- **TASK DESCRIPTION**
Copy out the records in full, word for word, without pictures.

- **ENTRIES PROVIDED**
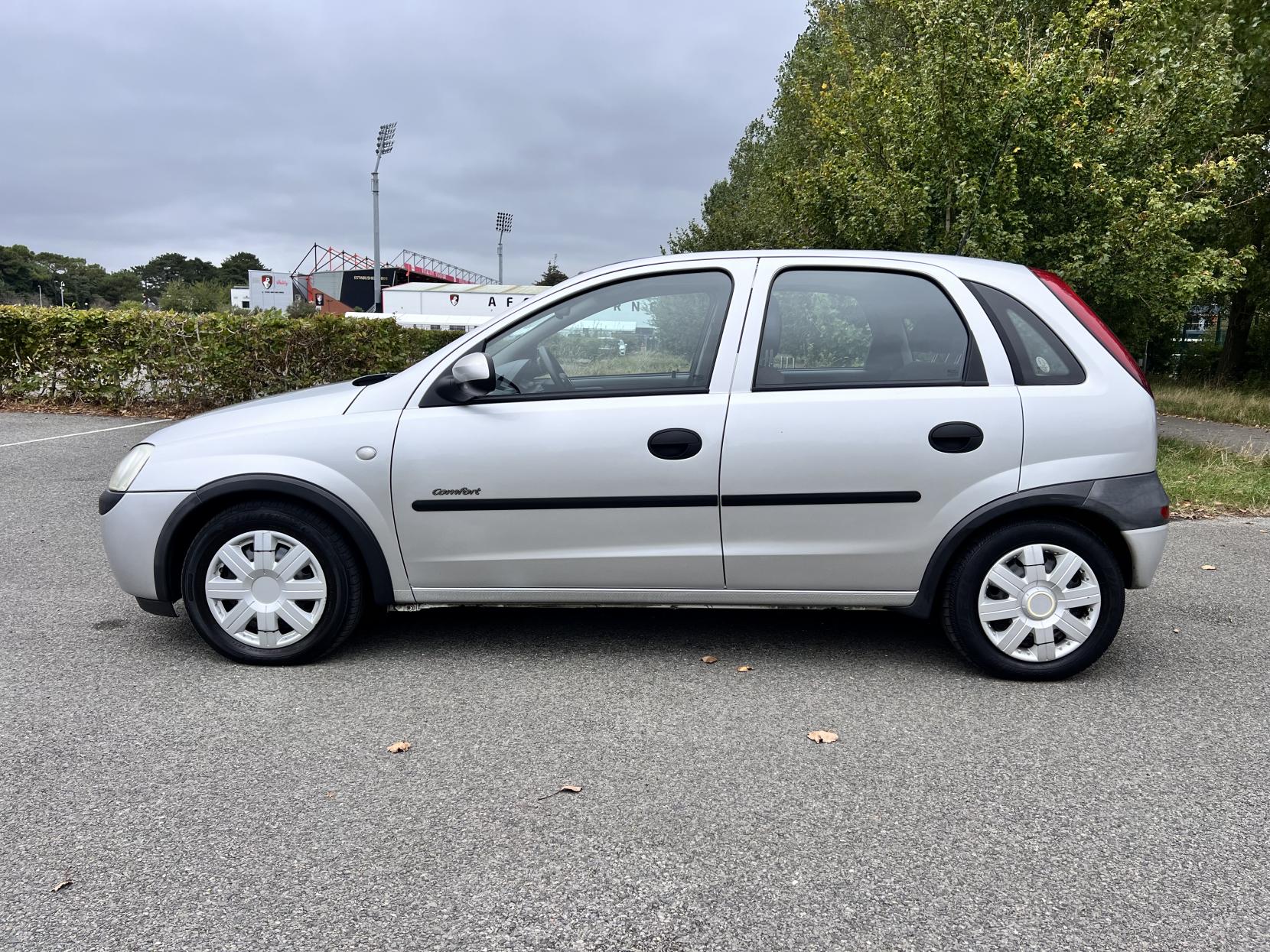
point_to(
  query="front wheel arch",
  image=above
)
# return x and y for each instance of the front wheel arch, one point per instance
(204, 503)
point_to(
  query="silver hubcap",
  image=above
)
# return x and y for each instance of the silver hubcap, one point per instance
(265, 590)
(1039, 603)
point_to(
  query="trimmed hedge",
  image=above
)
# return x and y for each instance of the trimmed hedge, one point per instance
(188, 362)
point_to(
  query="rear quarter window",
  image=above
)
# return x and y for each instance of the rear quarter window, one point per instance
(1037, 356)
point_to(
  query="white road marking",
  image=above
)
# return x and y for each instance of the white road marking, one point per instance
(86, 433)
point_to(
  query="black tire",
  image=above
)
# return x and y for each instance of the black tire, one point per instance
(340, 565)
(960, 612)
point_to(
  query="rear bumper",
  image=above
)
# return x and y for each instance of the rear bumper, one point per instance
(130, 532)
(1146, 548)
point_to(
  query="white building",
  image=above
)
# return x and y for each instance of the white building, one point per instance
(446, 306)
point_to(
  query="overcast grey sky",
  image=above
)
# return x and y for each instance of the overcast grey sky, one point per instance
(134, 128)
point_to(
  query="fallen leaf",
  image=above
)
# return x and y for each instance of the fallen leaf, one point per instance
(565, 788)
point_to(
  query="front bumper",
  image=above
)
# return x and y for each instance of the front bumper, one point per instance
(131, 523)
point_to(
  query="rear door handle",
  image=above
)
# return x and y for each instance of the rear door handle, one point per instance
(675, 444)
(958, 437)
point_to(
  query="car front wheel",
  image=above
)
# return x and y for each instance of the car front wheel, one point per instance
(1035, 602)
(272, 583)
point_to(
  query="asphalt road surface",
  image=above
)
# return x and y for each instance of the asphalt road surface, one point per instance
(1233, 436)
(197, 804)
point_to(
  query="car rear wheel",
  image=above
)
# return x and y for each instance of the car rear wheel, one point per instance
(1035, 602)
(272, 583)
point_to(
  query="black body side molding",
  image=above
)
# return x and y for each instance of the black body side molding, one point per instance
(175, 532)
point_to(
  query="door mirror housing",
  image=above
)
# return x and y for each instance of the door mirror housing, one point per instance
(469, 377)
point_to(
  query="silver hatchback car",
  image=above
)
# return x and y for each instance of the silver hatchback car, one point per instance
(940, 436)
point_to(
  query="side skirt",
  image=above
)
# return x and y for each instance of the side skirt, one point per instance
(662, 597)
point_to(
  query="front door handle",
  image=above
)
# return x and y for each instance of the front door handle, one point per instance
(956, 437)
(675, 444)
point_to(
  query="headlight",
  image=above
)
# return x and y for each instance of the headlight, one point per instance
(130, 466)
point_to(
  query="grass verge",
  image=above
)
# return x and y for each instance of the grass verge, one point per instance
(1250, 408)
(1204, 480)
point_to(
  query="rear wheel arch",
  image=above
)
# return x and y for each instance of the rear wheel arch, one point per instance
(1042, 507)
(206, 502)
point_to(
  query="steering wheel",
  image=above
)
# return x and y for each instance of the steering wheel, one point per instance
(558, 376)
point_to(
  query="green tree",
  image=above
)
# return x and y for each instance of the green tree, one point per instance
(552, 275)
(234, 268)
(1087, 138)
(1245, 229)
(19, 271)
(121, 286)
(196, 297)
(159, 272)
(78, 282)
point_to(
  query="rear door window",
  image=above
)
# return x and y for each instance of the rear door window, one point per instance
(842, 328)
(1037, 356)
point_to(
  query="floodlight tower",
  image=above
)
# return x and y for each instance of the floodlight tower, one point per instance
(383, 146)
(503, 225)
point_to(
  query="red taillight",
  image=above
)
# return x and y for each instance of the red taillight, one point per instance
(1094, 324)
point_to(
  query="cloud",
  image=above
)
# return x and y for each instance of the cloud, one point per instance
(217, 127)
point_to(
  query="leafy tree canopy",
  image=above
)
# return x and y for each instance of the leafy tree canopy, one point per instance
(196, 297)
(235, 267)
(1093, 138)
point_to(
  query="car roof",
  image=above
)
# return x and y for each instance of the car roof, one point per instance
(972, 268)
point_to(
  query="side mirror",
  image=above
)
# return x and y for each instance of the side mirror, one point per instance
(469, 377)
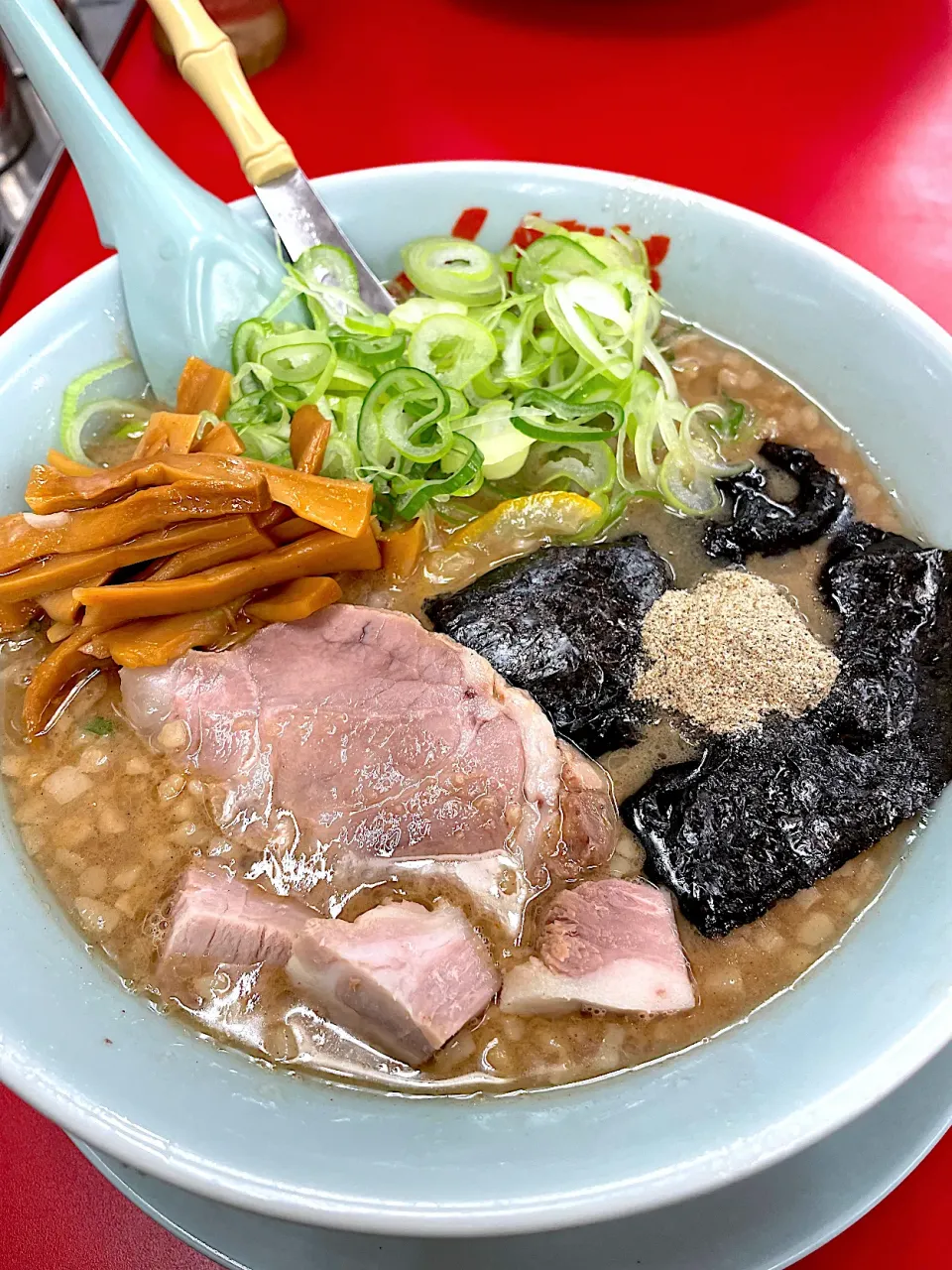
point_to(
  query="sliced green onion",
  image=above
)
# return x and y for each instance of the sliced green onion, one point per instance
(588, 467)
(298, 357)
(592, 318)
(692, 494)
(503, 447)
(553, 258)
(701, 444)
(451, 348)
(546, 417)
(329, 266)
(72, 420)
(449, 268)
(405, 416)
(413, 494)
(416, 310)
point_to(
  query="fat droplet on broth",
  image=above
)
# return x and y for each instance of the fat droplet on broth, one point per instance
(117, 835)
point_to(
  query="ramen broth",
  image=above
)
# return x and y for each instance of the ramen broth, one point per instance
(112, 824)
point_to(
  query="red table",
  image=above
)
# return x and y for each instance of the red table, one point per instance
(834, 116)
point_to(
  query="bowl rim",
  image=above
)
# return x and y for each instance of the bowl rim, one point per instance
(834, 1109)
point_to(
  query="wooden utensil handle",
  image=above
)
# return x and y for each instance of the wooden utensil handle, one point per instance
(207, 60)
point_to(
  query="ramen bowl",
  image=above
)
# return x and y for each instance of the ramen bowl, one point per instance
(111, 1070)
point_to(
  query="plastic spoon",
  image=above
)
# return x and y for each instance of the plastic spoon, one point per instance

- **WRITTEN ANSWER**
point_to(
  query="front wheel arch",
  image=above
)
# return x and y for each instance of the front wheel arch, one point per instance
(204, 503)
point_to(
  query="silver hubcap",
  image=above
)
# return x and y for each instance of the silver hubcap, one point per instance
(265, 590)
(1039, 603)
point_to(
  query="trimmed hedge",
  image=above
)
# return x and y for each instance of the trimmed hedge, one point per instance
(188, 362)
point_to(
  query="rear quarter window",
  image=above
)
# return x and y for each instance of the rear quarter window, one point per instance
(1037, 356)
point_to(
  query="white road marking",
  image=above
)
# return x and y for each instance of the white road marking, one point per instance
(86, 433)
point_to(
  query="black tire",
  image=above
)
# return x and y for each instance of the black tire, one point per instance
(340, 565)
(960, 612)
point_to(
  query="rear bumper",
  image=above
)
# return x and y for each instance of the rear bumper, one point per instance
(130, 532)
(1146, 548)
point_to(
  query="white building",
  image=above
)
# return x and y for each instance of the white building, one point per instance
(446, 306)
point_to(
  query="overcast grey sky",
  image=above
)
# return x and y for each instance of the overcast grey sky, one point per instance
(134, 128)
point_to(
  query="fallen leaf",
  image=above
)
# return x and y for each instance of the fallen leaf, one point per instance
(565, 788)
point_to(
  query="front bumper",
  image=above
)
# return x and y for each instance of the front bumper, one point per instance
(131, 523)
point_to(
  query="rear door handle",
  image=above
)
# return x and y for each instance of the rear door handle, one point per instance
(675, 444)
(958, 437)
point_to(
  query="car front wheel",
  image=above
)
# return x and y for each instance of the car front wheel, one point per instance
(1035, 602)
(272, 583)
point_to(
  query="asphalt road surface",
  image=above
)
# return x and y for each instance of the asphalt road surface, one point per instance
(1233, 436)
(197, 804)
point_to(
  query="car rear wheel",
  image=above
)
# return x and y for each instance of the car rear wheel, one point per instance
(1035, 602)
(272, 583)
point_to(
  query="black body side molding",
  image=above
)
# return x and y for each instance of the black body side molding, one point per instance
(175, 532)
point_to(
  query="door mirror housing",
  image=above
)
# return x and y for each instance of the door mirror housing, one point per instance
(469, 377)
point_to(
  query="silver hatchback car",
  image=above
)
# return x and y for each instance of the silver hatchback car, one point per instance
(940, 436)
point_to(
  query="side skirt",
  image=above
)
# return x and y for each instance of the side skirt, one point per instance
(662, 597)
point_to(
  query="front door handle",
  image=above
)
# return x and y for each instance of the front door handle, one point per instance
(956, 437)
(675, 444)
point_to(
  query="headlight",
  image=above
)
# return x and y for each instance of the headlight, one point per instance
(130, 466)
point_to(
  query="grass verge",
  image=above
)
# return x and y for each instance of the grass verge, one point per instance
(1250, 408)
(1204, 480)
point_to(
  query="rear wheel arch",
  image=above
)
# return x and y for each instance of the rear wheel arch, one point per instance
(1042, 507)
(206, 502)
point_to(
  query="steering wheel",
  image=above
)
# return x and y for each instance of the steering wheel, one point per instance
(558, 376)
point_to(
  query="green tree",
  image=above
)
# return x and y for each instance of the green tree, one point per instance
(552, 275)
(234, 268)
(1087, 138)
(1245, 229)
(19, 271)
(121, 286)
(196, 297)
(159, 272)
(78, 282)
point_to(
  query="rear door window",
  image=above
)
# return x and y for each instance of the rear door window, one point per instance
(842, 328)
(1037, 356)
point_to(
  query="floodlight tower",
  image=above
)
# return x and y for each instance of the floodlight tower, one point per instance
(383, 146)
(503, 225)
point_to(
  query="red taillight",
  image=above
)
# return x and y for each instance of the red taillight, one point per instance
(1094, 324)
point_to(
  query="cloud",
  image=above
)
# return x and y for each instance of the cloud, one point per instance
(217, 127)
point_to(
  query="leafy tree canopy",
  image=above
)
# return x and y for each instance of the leafy tree canopy, one point per instance
(196, 297)
(235, 267)
(1093, 138)
point_to(
  query="car roof",
  image=above
)
# return x and y for each instance of the car roof, one point per instance
(972, 268)
point_to(
  query="side mirror",
  image=above
)
# return x and y for each instance of the side mirror, one point per instance
(469, 377)
point_to(
  query="sliced green onion",
  image=above
)
# return x and y for each instance of the sliced green onion, one point per instance
(588, 467)
(298, 357)
(592, 318)
(692, 494)
(503, 447)
(553, 258)
(701, 444)
(451, 348)
(546, 417)
(329, 266)
(72, 420)
(449, 268)
(405, 416)
(413, 494)
(416, 310)
point_to(
  query="fat droplet on broth",
  image=above
)
# return x and y for each instance of the fat droplet on broth, one point per instance
(117, 835)
point_to(
  query="ramen broth",
  image=above
)
# return x and y for each instance of the ramen broth, one point per instance
(112, 824)
point_to(
  query="red table",
  image=above
)
# return x and y for each instance of the red table, one point per instance
(834, 116)
point_to(
  query="bowl rim",
  image=above
)
# return x and y for each instance of the bowl rim, one point per instance
(834, 1109)
point_to(
  query="wooden utensil handle",
  image=above
)
# return x and y for each instance of the wooden utensil handle, one point per instance
(207, 60)
point_to(
  query="ramen bowl",
  image=above
)
# return x and y for each instance of the ramen bowl, one point per instance
(111, 1070)
point_to(
  query="plastic spoon",
  image=above
)
# return x and y for each instance of the plastic spoon, one point per instance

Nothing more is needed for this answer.